> **Problema proposto A**: Localize nas entradas todas as linhas que contêm a palavra "ponytail" e copie-as, diferenciando maiúsculas de minúsculas.

> **Trecho citado**:
A outra parte da abóbora foi assada e está aguardando a definição do seu destino. Uma sopa para a noite. Talvez.

Os dez mandamentos do feijão

*também parte do pacote do The Bean Experiment.

1. Coma bastante feijão, de diferentes tipos.
2. Remova objetos estranhos dos feijões—pedras, galhinhos, folhas, grãos quebrados, murchos, furados ou descoloridos. Só os bonitos e inteiros devem ir para a panela.
3. Seja precavido. Planeje suas refeições para poder calcular o tempo que os feijões devem ficar de molho. Os feijões mais duros precisam ficar de molho por 12 horas, outros não tão duros, apenas por 4 horas e os feijões molinhos não precisam de imersão. Deixar os feijões de molho faz com que eles revivam. Eles começam a crescer e aumentam também o seu valor nutricional. Deixar de molho também ajuda a reduzir o tempo de cozimento e faz os feijões ficarem mais fáceis para digerir, causando menos gases.
4. Use água pura para deixar os feijões de molho. Não use água pesada, pois o cálcio destrói os valores nuticionais do feijão.

> **Listagem de dados**:
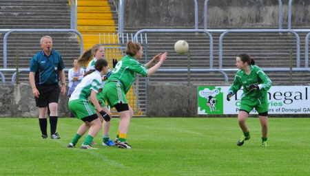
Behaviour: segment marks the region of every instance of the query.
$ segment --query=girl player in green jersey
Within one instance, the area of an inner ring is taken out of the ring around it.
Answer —
[[[96,62],[100,59],[105,59],[105,49],[102,44],[94,45],[91,50],[85,51],[79,58],[79,61],[81,64],[85,65],[87,63],[86,67],[86,72],[92,69],[95,69],[94,65]],[[101,76],[102,79],[102,87],[104,86],[105,82],[106,75]],[[103,109],[107,114],[112,117],[112,113],[110,111],[109,109],[105,106],[105,101],[103,100],[103,96],[101,96],[102,89],[100,89],[99,92],[97,94],[97,100],[99,104],[101,106],[101,109]],[[114,143],[110,139],[109,137],[109,130],[110,126],[110,122],[103,121],[103,119],[101,117],[100,114],[97,113],[99,116],[100,120],[103,122],[103,146],[115,146]],[[96,143],[92,142],[92,144],[96,144]]]
[[[90,129],[81,148],[96,148],[90,146],[92,140],[101,128],[101,122],[96,111],[99,112],[105,121],[110,121],[111,119],[111,117],[102,109],[96,98],[96,94],[101,87],[101,76],[107,72],[107,62],[103,59],[98,60],[94,67],[95,70],[90,70],[85,74],[82,81],[76,86],[69,99],[70,110],[84,122],[68,145],[68,148],[74,147],[81,137]]]
[[[145,65],[136,60],[141,58],[143,50],[138,43],[129,41],[126,56],[116,64],[103,87],[103,98],[111,107],[115,107],[121,118],[115,144],[118,148],[131,148],[127,142],[127,133],[134,113],[128,104],[126,94],[130,89],[136,74],[150,76],[155,73],[167,58],[167,52],[158,54]]]
[[[250,139],[249,129],[245,121],[254,108],[258,112],[262,126],[262,144],[268,146],[268,100],[267,91],[271,86],[271,80],[265,72],[255,65],[254,59],[247,54],[240,54],[236,58],[236,65],[239,71],[236,74],[235,80],[230,87],[227,100],[243,87],[241,102],[238,116],[239,126],[243,135],[237,145],[242,146],[245,141]]]

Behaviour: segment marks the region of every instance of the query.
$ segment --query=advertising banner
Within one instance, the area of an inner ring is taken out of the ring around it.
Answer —
[[[198,87],[198,114],[238,114],[243,93],[227,101],[229,87]],[[269,114],[310,114],[310,86],[272,86],[268,91]],[[250,114],[257,114],[255,109]]]

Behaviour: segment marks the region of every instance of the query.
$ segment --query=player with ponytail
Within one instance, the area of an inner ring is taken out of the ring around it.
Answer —
[[[240,54],[236,58],[236,65],[239,71],[235,76],[233,85],[230,87],[227,96],[228,101],[243,87],[238,121],[243,132],[237,145],[242,146],[245,140],[250,139],[246,120],[249,113],[254,108],[258,112],[262,126],[262,145],[268,146],[268,110],[267,91],[271,87],[271,80],[258,66],[254,59],[247,54]]]
[[[109,114],[102,109],[96,98],[96,94],[101,88],[101,76],[106,74],[108,70],[107,62],[103,59],[98,60],[94,65],[94,68],[95,69],[86,72],[85,77],[75,88],[69,99],[70,110],[84,122],[68,145],[68,148],[74,147],[81,137],[89,129],[90,131],[81,148],[95,148],[90,146],[90,143],[101,128],[101,122],[96,111],[103,117],[105,121],[108,122],[111,119]]]
[[[150,76],[163,63],[167,57],[167,52],[158,54],[149,62],[142,65],[136,60],[142,58],[142,47],[138,43],[129,41],[126,46],[126,54],[113,69],[103,87],[103,94],[110,106],[115,107],[121,118],[115,144],[119,148],[131,148],[126,136],[134,113],[127,100],[126,94],[130,89],[136,74]]]

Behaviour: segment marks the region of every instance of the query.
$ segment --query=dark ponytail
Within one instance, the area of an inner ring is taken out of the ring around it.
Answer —
[[[255,65],[254,58],[247,54],[240,54],[238,56],[241,59],[242,63],[247,63],[249,65]]]
[[[92,58],[92,49],[88,49],[79,57],[78,63],[81,66],[85,66]]]
[[[101,72],[102,69],[104,67],[106,67],[107,65],[107,61],[104,59],[99,59],[96,61],[95,63],[95,69],[91,69],[86,72],[84,74],[84,76],[86,76],[87,75],[90,74],[91,73],[95,72],[95,70],[97,70],[98,72]]]
[[[129,41],[126,44],[126,54],[130,56],[134,56],[141,48],[138,43]]]

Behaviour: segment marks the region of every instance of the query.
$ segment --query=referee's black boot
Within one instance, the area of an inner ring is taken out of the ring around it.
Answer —
[[[59,136],[59,135],[58,134],[58,132],[56,132],[55,133],[52,134],[52,135],[50,136],[50,138],[51,138],[51,139],[53,139],[53,140],[58,140],[58,139],[60,139],[60,136]]]
[[[243,145],[243,144],[245,144],[245,141],[248,140],[251,137],[249,135],[246,137],[245,135],[242,135],[242,136],[241,136],[241,138],[238,141],[237,145],[238,146]]]

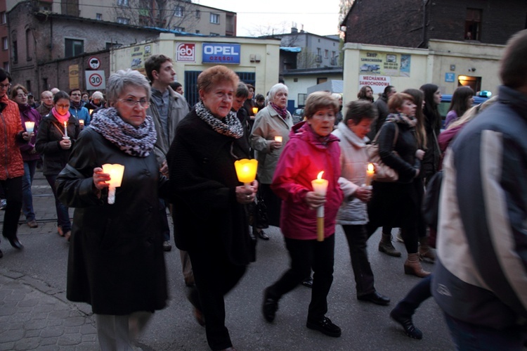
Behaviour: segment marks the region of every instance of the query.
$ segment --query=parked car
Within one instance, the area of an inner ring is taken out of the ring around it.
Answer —
[[[488,97],[474,96],[474,103],[472,103],[472,106],[475,106],[476,105],[479,105],[480,103],[484,103],[485,101],[488,100],[490,96],[490,94],[488,95]],[[446,119],[446,114],[448,113],[448,108],[450,107],[451,101],[452,94],[443,95],[443,96],[441,97],[441,102],[438,106],[439,114],[441,115],[441,129],[444,128],[445,127],[445,119]]]
[[[304,108],[297,108],[293,113],[293,124],[297,124],[304,120]]]

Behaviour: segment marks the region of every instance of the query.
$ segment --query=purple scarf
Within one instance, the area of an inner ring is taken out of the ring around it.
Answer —
[[[278,113],[278,115],[280,115],[282,118],[284,120],[287,118],[287,110],[286,108],[278,107],[275,103],[269,103],[269,105],[271,105],[271,106]]]

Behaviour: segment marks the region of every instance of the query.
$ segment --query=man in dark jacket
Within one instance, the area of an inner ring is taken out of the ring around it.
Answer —
[[[527,30],[502,58],[498,102],[446,151],[432,293],[457,350],[527,340]]]

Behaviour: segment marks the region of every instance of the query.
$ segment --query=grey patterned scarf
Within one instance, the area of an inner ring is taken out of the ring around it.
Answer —
[[[124,122],[112,107],[95,113],[90,127],[132,156],[150,155],[157,139],[155,126],[150,116],[147,115],[145,122],[136,128]]]
[[[243,126],[233,111],[230,111],[225,118],[220,120],[212,115],[201,101],[196,103],[195,108],[197,117],[205,121],[214,132],[234,139],[243,136]]]

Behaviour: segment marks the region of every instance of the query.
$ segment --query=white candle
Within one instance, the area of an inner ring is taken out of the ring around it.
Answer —
[[[115,163],[105,163],[103,165],[103,172],[110,174],[110,187],[108,188],[108,203],[115,203],[115,188],[121,186],[124,166]]]
[[[367,169],[366,170],[366,186],[372,185],[372,179],[373,179],[373,174],[375,174],[375,169],[373,167],[373,163],[367,164]]]
[[[326,196],[329,181],[322,179],[324,171],[318,173],[317,179],[311,181],[313,191],[318,195]],[[317,241],[324,241],[324,205],[317,208]]]
[[[34,122],[25,122],[24,124],[25,125],[25,131],[28,133],[32,133],[33,129],[34,129]]]

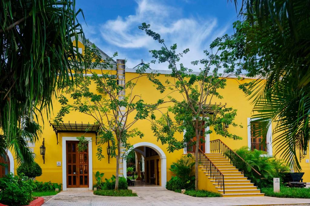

> **Problema proposto B**: Escreva a continuação do texto sobre os mandamentos do feijão a partir do ponto em que ele termina.

> **Resposta esperada A**:
$ segment --query=player with ponytail
$ segment --query=dark ponytail

> **Resposta esperada B**:
5. Não coloque nenhum tipo de ingrediente ácido—chili sauce, catchup, sumo de limão ou vinagre, na água em que os feijões vão ficar de molho. Esse ácido sela os feijões, não deixando a água penetrar e fazendo com que eles não cozinhem apropriadamente.
6. Não use bicarbonato de sódio para deixar de molho, nem para cozinhar os feijões, pois ele faz os grãos perderem seus minerais naturais.
7. Não jogue a água do molho fora. Use para cozinhar o feijão, pois na água ficaram muitos minerais dos feijões.
8. Cozinhe os feijões com tempo apropriado para cada variedade—os mais velhos precisam cozinhar mais tempo e os mais novos menos. Em média eles geralmente precisam de 30 minutos a 2 horas de cozimento. Enquanto os feijões cozinham, pode-se adicionar na panela folhas de louro, salsão, alho, cebola, caldo de legumes, salsinha, mostarda, pimenta. Mas NÃO adicione sal ou melado. Para checar se os grãos estão cozidos, pressione um contra o dente e o céu da boca com a língua.
9. Se estiver com pressa use a panela de pressão.
10. Somente depois que os feijões estiverem cozidos é que pode-se adicionar sal, temperos com sal ou melado.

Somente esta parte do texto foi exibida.